What needs to be done:
Given the listing below, write out exactly the lines starting with the line that has "Target: pendant light cord" and going on through the line that has "Target: kitchen pendant shade", both kept.

Supplied records:
Segment Open

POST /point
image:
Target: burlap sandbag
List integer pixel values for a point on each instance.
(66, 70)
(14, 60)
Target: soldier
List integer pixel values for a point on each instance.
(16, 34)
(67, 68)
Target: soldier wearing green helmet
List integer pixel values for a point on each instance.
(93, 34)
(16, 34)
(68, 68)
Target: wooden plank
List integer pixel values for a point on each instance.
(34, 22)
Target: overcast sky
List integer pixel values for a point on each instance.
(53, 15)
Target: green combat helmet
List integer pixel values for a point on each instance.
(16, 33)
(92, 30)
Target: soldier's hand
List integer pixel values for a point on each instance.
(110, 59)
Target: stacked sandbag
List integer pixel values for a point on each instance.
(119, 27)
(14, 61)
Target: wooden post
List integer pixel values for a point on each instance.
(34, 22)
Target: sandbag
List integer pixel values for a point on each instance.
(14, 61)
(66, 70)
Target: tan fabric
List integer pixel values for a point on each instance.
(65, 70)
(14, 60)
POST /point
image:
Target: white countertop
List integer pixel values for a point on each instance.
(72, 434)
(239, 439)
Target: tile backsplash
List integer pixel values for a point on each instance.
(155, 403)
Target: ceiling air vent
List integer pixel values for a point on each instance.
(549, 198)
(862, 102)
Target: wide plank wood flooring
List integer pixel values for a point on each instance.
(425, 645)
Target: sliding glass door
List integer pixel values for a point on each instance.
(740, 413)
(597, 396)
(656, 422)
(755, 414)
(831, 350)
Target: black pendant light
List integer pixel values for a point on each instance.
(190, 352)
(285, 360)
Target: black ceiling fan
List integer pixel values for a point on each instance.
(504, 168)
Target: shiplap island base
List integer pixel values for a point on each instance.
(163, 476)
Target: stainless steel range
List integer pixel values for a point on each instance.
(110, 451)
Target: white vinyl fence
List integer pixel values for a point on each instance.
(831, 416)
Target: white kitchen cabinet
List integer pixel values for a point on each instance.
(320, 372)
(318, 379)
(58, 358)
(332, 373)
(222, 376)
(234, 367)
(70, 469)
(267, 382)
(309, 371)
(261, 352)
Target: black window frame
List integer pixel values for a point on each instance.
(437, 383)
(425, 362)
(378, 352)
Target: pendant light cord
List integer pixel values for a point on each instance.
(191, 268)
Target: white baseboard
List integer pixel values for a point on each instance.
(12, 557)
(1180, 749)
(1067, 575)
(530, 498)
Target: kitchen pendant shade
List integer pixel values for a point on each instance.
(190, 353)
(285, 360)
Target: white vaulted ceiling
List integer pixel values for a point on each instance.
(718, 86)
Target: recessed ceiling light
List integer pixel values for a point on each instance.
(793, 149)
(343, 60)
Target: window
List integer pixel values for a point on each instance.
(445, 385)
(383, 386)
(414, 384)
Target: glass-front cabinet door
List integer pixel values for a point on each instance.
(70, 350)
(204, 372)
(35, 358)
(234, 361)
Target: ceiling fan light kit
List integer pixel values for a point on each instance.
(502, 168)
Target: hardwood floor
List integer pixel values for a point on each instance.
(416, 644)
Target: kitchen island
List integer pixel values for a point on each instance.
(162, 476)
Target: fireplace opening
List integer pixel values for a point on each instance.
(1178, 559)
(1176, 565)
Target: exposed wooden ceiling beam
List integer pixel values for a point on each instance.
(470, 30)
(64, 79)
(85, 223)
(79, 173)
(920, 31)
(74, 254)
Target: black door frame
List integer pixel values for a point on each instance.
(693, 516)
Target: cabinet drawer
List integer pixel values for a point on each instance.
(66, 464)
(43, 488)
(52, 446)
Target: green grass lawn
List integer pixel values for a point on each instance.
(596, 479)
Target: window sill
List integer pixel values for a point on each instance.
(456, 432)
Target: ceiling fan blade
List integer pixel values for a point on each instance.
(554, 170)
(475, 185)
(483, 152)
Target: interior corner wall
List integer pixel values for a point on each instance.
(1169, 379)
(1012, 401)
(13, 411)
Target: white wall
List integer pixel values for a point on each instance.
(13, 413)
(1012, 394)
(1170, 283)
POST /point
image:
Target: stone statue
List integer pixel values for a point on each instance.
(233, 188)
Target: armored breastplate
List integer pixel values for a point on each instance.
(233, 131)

Segment Closed

Response to this exercise:
Target: pendant light cord
List integer pixel values for a point on each instance.
(191, 268)
Target: white baseboard
List integer pixel values for a point on each instance.
(12, 557)
(1180, 749)
(1067, 575)
(530, 498)
Target: kitchen pendant shade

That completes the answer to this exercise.